▶ **WHAT IS REQUIRED**:
Please recast every one of the rows below as a JSON list of strings, with one string for each line and blank lines left out.

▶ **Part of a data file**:
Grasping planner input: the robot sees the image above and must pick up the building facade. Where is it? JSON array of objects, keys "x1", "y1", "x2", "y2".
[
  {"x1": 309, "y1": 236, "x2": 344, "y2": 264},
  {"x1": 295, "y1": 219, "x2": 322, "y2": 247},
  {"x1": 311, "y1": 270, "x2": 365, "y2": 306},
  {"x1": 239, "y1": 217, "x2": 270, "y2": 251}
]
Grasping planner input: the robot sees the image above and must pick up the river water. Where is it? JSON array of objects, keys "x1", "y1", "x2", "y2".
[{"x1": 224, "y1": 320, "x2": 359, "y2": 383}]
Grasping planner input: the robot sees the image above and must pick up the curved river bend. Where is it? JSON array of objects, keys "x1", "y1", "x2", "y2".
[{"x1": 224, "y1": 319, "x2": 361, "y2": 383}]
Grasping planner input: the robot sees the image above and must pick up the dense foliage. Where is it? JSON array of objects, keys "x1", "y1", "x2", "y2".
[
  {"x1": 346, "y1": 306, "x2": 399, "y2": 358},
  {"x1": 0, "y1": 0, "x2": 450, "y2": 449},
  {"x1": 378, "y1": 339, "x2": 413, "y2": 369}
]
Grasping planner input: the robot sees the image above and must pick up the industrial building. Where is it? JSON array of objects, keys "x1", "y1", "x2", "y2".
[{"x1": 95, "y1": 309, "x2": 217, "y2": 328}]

▶ **PROBLEM SOLUTION**:
[
  "Grasping planner input: the robot sees the image above and must pick up the building facade. Where is it? JSON array of objects, keys \"x1\", \"y1\", \"x2\", \"y2\".",
  "[",
  "  {\"x1\": 309, \"y1\": 236, \"x2\": 344, \"y2\": 264},",
  "  {\"x1\": 295, \"y1\": 219, \"x2\": 322, \"y2\": 247},",
  "  {\"x1\": 311, \"y1\": 270, \"x2\": 365, \"y2\": 306},",
  "  {\"x1\": 239, \"y1\": 217, \"x2\": 270, \"y2\": 251}",
  "]",
  "Grasping planner input: the robot sees the image above and must pick up the river water. Where is it? JSON array of objects, keys \"x1\", \"y1\", \"x2\", \"y2\".",
  "[{\"x1\": 224, \"y1\": 320, \"x2\": 359, \"y2\": 383}]",
  "Grasping planner input: the robot sees the image above and must pick up the curved river bend. Where is it? JSON array of objects, keys \"x1\", \"y1\", \"x2\", \"y2\".",
  "[{\"x1\": 224, \"y1\": 319, \"x2\": 361, \"y2\": 383}]",
  "Grasping planner input: the robot sees the image above and must pick up the dense foliage. Where is it? JSON array of objects, keys \"x1\", \"y1\", \"x2\", \"y2\".",
  "[",
  "  {\"x1\": 346, \"y1\": 306, \"x2\": 399, \"y2\": 358},",
  "  {\"x1\": 0, \"y1\": 0, \"x2\": 450, \"y2\": 449},",
  "  {\"x1\": 378, \"y1\": 339, \"x2\": 413, \"y2\": 369}",
  "]",
  "Grasping planner input: the robot sees the image above and must pick up the industrial building. Where is it? JSON array of objects, keys \"x1\", \"y1\", \"x2\", \"y2\".",
  "[{\"x1\": 95, \"y1\": 309, \"x2\": 217, \"y2\": 328}]"
]